Reproduce the portion of the listing that begins with the line containing "Automatic pre-labeling failed for windshield." and continues to the end of the listing, including both the first and last lines.

▸ Stored rows
>> BEGIN
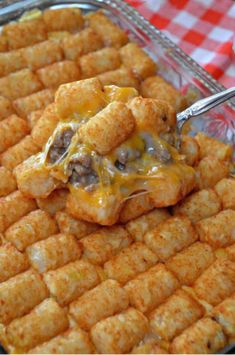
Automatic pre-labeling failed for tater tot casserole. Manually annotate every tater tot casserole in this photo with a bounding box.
[0,7,235,354]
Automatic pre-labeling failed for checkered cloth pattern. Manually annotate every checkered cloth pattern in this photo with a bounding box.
[126,0,235,87]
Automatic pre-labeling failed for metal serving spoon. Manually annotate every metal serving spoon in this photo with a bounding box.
[177,87,235,133]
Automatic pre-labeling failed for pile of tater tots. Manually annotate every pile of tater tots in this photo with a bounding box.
[0,7,235,354]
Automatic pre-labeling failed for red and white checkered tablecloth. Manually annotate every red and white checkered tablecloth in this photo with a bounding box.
[126,0,235,87]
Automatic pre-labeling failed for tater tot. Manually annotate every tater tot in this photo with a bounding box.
[119,193,154,223]
[81,226,132,265]
[150,163,195,208]
[0,35,8,52]
[195,132,233,160]
[61,28,103,60]
[0,49,27,77]
[22,41,63,70]
[36,60,80,88]
[0,96,14,121]
[131,336,167,354]
[14,153,60,198]
[141,76,187,112]
[0,243,29,282]
[27,110,43,130]
[44,260,100,306]
[26,234,81,273]
[36,189,68,216]
[43,8,84,32]
[87,11,128,48]
[170,318,226,354]
[0,191,36,232]
[69,280,129,330]
[79,48,121,78]
[174,189,221,223]
[98,67,139,90]
[6,298,69,352]
[150,290,204,341]
[5,210,58,251]
[2,18,47,49]
[166,242,214,286]
[0,166,16,197]
[91,308,148,354]
[0,135,39,170]
[180,135,200,166]
[55,78,105,118]
[125,264,179,313]
[55,211,99,239]
[0,270,48,324]
[0,69,42,100]
[195,210,235,249]
[13,89,54,118]
[125,208,170,242]
[195,155,229,190]
[193,259,235,306]
[144,217,198,261]
[120,43,157,79]
[226,243,235,261]
[79,101,135,155]
[215,178,235,210]
[0,115,29,153]
[211,294,235,338]
[29,328,94,354]
[32,103,59,148]
[104,242,158,284]
[128,97,176,134]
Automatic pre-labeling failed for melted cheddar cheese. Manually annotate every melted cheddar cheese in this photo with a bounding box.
[37,86,193,208]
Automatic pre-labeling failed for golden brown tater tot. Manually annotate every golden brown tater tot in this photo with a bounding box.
[195,210,235,249]
[79,48,121,78]
[120,43,157,79]
[0,270,48,324]
[69,280,129,330]
[43,8,84,32]
[13,89,54,118]
[5,210,58,251]
[2,18,47,49]
[91,308,148,354]
[193,259,235,306]
[215,178,235,210]
[26,234,81,273]
[170,318,226,354]
[195,132,233,160]
[36,60,80,89]
[87,11,128,48]
[0,166,16,197]
[173,189,221,223]
[141,76,187,112]
[6,298,69,352]
[55,211,99,239]
[0,191,36,232]
[144,217,198,261]
[79,101,135,155]
[61,28,103,60]
[150,290,204,341]
[0,115,29,153]
[36,189,68,216]
[166,242,214,286]
[125,208,170,242]
[43,260,100,306]
[104,242,158,284]
[0,243,29,282]
[125,264,179,313]
[0,135,39,170]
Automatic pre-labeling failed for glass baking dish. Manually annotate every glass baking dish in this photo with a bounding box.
[0,0,235,354]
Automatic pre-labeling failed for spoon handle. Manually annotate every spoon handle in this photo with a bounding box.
[177,87,235,130]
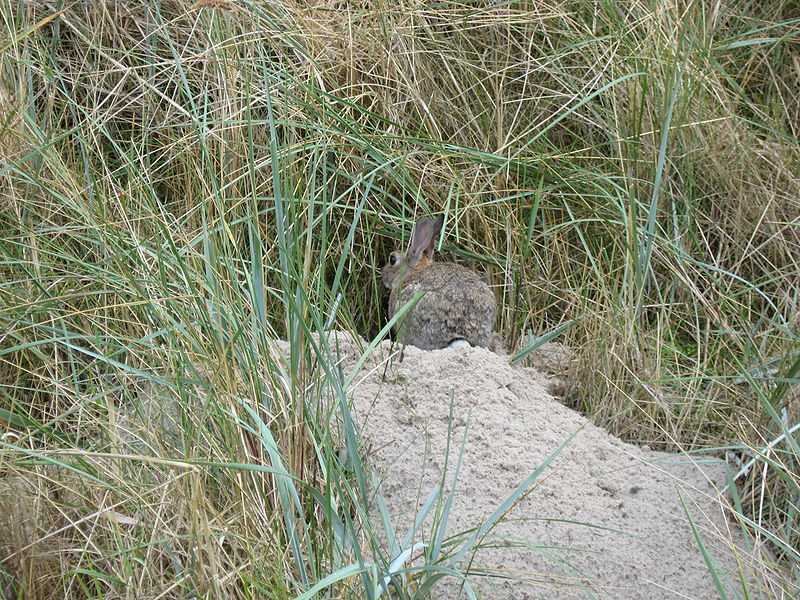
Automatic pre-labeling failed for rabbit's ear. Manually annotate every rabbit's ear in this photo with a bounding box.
[406,217,436,269]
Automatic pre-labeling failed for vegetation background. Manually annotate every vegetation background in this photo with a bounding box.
[0,0,800,598]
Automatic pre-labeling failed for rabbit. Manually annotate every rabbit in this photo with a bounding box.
[381,215,496,350]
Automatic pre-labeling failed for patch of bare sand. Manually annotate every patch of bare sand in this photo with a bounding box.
[326,335,781,600]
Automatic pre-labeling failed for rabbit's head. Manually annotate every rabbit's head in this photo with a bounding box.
[381,215,444,290]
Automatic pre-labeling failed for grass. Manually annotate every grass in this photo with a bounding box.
[0,0,800,598]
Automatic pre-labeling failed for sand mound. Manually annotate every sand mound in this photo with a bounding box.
[328,335,780,599]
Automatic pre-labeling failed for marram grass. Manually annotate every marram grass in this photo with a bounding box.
[0,0,800,598]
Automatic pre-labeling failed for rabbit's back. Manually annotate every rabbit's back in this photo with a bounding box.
[389,263,495,350]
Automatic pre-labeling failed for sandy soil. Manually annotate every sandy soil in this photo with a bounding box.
[324,335,780,599]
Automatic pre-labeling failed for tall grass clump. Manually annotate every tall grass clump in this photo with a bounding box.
[0,0,800,598]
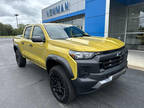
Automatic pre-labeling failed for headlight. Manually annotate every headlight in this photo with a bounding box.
[69,51,95,60]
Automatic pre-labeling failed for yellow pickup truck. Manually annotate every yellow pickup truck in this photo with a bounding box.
[14,23,128,103]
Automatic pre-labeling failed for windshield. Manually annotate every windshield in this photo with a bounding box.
[44,24,88,39]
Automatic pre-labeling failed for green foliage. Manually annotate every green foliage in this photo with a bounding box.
[0,23,25,36]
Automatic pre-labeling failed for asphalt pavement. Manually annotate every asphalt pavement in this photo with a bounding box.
[0,38,144,108]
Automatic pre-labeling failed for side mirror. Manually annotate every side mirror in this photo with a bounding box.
[32,36,45,42]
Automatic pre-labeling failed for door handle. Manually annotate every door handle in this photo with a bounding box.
[29,44,33,47]
[21,42,24,45]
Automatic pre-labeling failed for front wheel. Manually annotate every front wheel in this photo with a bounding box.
[49,65,75,104]
[15,50,26,67]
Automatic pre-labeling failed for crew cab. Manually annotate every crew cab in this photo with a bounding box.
[13,23,128,103]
>> END
▸ The solution
Automatic pre-labeling failed for windshield. Manually annotate every windshield in this photo with a bounding box.
[44,24,88,39]
Automatic pre-labeling failed for green foliage. Manually annotate every green foliage in this photo with a bounding box.
[0,23,25,36]
Automatic pre-labeling failed for asphalt pavement. Manually annotate every asphalt pavement in this photo with a bounding box.
[0,38,144,108]
Automatic pre-labeling failed for side mirror. Manually annotate every side mirror in this photo with a bounding box.
[32,36,45,42]
Automatic pre-labeling failed for door handle. Manually annotate every door handle in this photo with a bounding box.
[29,44,33,47]
[21,42,24,45]
Automatic pre-labeling failed for front wheel. Manually annotate every front wheel in this photo with a bounding box.
[49,65,75,104]
[15,50,26,67]
Automatic pre-labeling failed for crew cab. Manually annotate every crew cab in this photo with a bounding box.
[13,23,128,103]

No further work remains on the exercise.